EXERCISE INSTRUCTIONS ▸
Output the data below verbatim, keeping every line in its original order.

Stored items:
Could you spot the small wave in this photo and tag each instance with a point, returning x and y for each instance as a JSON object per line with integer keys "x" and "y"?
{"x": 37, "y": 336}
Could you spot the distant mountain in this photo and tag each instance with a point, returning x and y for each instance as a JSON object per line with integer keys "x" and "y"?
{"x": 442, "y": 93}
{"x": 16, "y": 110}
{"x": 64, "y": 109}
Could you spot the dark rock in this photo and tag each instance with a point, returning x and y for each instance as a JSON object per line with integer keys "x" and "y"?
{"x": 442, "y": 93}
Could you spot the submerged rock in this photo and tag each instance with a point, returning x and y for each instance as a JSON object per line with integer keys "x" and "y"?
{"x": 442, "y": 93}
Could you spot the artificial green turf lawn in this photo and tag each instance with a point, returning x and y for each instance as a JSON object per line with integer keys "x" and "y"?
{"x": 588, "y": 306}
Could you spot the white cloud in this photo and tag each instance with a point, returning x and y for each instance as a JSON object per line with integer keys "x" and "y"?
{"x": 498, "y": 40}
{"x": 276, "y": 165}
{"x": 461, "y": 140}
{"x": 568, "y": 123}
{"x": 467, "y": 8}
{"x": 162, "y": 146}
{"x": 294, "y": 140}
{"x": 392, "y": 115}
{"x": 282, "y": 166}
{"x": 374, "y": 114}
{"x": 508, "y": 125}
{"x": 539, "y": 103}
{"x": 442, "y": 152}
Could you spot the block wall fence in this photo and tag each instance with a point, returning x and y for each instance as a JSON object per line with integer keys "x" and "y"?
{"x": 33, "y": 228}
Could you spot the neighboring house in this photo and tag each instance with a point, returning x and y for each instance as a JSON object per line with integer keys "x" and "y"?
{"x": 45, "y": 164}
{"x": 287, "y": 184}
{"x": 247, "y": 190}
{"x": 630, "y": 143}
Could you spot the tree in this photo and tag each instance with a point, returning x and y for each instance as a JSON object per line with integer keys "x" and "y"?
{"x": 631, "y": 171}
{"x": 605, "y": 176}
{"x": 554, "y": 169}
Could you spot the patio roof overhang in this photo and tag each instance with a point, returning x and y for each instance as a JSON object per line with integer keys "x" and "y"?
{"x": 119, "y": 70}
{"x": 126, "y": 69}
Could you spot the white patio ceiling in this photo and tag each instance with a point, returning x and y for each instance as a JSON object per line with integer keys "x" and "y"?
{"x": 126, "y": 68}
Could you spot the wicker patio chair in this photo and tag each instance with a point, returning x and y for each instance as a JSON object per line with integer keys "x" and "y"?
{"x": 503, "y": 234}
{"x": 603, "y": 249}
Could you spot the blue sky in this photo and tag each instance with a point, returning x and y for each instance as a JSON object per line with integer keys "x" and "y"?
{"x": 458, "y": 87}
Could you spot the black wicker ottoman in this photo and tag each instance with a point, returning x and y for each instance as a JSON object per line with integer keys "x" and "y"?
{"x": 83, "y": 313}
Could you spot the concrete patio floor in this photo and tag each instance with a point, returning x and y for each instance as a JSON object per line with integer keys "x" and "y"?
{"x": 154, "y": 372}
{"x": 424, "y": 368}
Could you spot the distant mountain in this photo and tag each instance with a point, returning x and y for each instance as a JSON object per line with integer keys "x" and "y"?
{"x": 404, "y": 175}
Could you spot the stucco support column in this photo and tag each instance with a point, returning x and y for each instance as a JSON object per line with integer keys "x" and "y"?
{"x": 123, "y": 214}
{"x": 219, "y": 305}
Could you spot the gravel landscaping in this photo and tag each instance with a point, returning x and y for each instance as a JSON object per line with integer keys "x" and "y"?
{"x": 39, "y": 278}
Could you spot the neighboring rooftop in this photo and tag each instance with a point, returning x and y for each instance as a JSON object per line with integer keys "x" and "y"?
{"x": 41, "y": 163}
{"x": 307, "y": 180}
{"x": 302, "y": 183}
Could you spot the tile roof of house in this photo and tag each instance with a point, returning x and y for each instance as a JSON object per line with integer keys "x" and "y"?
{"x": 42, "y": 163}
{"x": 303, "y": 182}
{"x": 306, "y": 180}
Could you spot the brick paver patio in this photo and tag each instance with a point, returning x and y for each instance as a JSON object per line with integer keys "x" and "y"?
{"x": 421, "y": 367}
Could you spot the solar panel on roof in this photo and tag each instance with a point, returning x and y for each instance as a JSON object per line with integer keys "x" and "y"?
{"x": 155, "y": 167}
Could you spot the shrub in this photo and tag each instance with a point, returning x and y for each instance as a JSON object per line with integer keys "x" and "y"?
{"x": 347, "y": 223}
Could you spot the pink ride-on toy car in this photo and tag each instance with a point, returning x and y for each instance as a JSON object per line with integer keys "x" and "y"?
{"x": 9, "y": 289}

ANSWER TO THE PROBLEM ▸
Could you spot the small wave in this photo and tag each instance with a point, returning x and y for each instance as a JSON object per line with integer keys "x" and "y"?
{"x": 37, "y": 336}
Could you spot the distant mountain in this photo and tag each instance with a point, returning x and y for each instance as a JSON object per line with integer keys "x" and "y"?
{"x": 442, "y": 93}
{"x": 16, "y": 110}
{"x": 64, "y": 109}
Could you spot the dark rock in this photo and tag each instance with a point, returning x and y for each instance as a JSON object per line with integer keys "x" and "y"?
{"x": 442, "y": 93}
Could you spot the submerged rock in this photo and tag each instance with a point, returning x and y for each instance as a JSON object per line with integer keys "x" and "y"?
{"x": 442, "y": 93}
Could you spot the artificial green turf lawn in this photo and tag each instance with a point, returning x and y for each instance as a JSON object per line with integer keys "x" and "y"?
{"x": 588, "y": 306}
Could you spot the white cloud in this photo and tag each instance with a point, returning x and y for each instance as a JSON object per line with integer keys "x" and "y"?
{"x": 498, "y": 40}
{"x": 276, "y": 165}
{"x": 461, "y": 140}
{"x": 568, "y": 123}
{"x": 467, "y": 8}
{"x": 162, "y": 146}
{"x": 294, "y": 140}
{"x": 392, "y": 115}
{"x": 282, "y": 166}
{"x": 374, "y": 114}
{"x": 508, "y": 125}
{"x": 539, "y": 103}
{"x": 442, "y": 152}
Could you spot the block wall fence in this photo and tag each instance with a point, returning x and y for each instance as a JSON object per line with integer keys "x" and "y"?
{"x": 33, "y": 228}
Could you spot the neighboring house in this photo and tag each instance with a point, returning x and y for each instance as a JSON object per line with integer keys "x" and "y"?
{"x": 45, "y": 164}
{"x": 287, "y": 184}
{"x": 247, "y": 190}
{"x": 630, "y": 143}
Could you spot the tree in this photo and tag each instance with a point, returning x and y for each instance as a JSON object per line with integer keys "x" and "y"?
{"x": 631, "y": 171}
{"x": 605, "y": 176}
{"x": 554, "y": 169}
Could you spot the patio roof overhang in this photo and tag each instance with a point, returning x and y for each instance as a JSON object per line with integer keys "x" and "y"?
{"x": 119, "y": 70}
{"x": 126, "y": 69}
Could you spot the white patio ceiling in this photo and tag each instance with a point, returning x and y for each instance as a JSON object per line with integer keys "x" and "y"?
{"x": 126, "y": 68}
Could you spot the wicker patio chair in this photo and tag each instance with a point, returning x and y for each instance as a JSON object per line with integer keys "x" and "y"?
{"x": 503, "y": 234}
{"x": 603, "y": 249}
Could you spot the blue sky in this photo and tag each instance with a point, returning x and y for each instance as a JSON object per line with integer keys "x" and "y"?
{"x": 458, "y": 87}
Could you spot the black wicker ottoman in this photo and tag each instance with a point, returning x and y for each instance as a JSON object per line with integer keys "x" and "y"?
{"x": 83, "y": 313}
Could you spot the concrete patio floor in this photo and tag each instance with a point, returning x and y for each instance as a JSON object per line with integer keys "x" and "y"?
{"x": 154, "y": 372}
{"x": 424, "y": 368}
Could you spot the distant mountain in this photo and tag each instance with a point, returning x and y for each instance as a JSON object per line with integer keys "x" and "y"?
{"x": 404, "y": 175}
Could you spot the stucco support column in this photo and tag each instance with a point, returning x and y for each instance as a JSON object per line with integer keys "x" and "y"?
{"x": 123, "y": 214}
{"x": 219, "y": 305}
Could you spot the gravel landscaping in this photo and tag each instance with a point, returning x and y for each instance as a JSON object per line with integer keys "x" and "y"?
{"x": 39, "y": 278}
Could you spot the neighboring rooftop in this photo and tag each instance with a point, returning x and y for each instance as a JSON object per line with integer keys "x" and "y"?
{"x": 41, "y": 163}
{"x": 307, "y": 180}
{"x": 302, "y": 183}
Could you spot the tile roof of house in this photo and tag each instance with a point, returning x and y for each instance as a JSON object per line with integer keys "x" and "y"?
{"x": 42, "y": 163}
{"x": 303, "y": 182}
{"x": 306, "y": 180}
Could you spot the brick paver patio in this photo and tag each instance with a point, returning x and y for each instance as a JSON object per line with integer keys "x" and "y"?
{"x": 421, "y": 367}
Could you spot the solar panel on roof in this photo and tag each instance with a point, returning x and y for each instance as a JSON object per line with integer keys "x" and "y"?
{"x": 155, "y": 167}
Could you spot the shrub in this photo and tag each instance with a point, returning x and y for each instance as a JSON object per line with integer keys "x" and "y"?
{"x": 347, "y": 223}
Could you spot the pink ride-on toy car in this photo and tag each instance with a point, returning x and y for each instance as a JSON object per line with integer keys "x" and "y"?
{"x": 9, "y": 289}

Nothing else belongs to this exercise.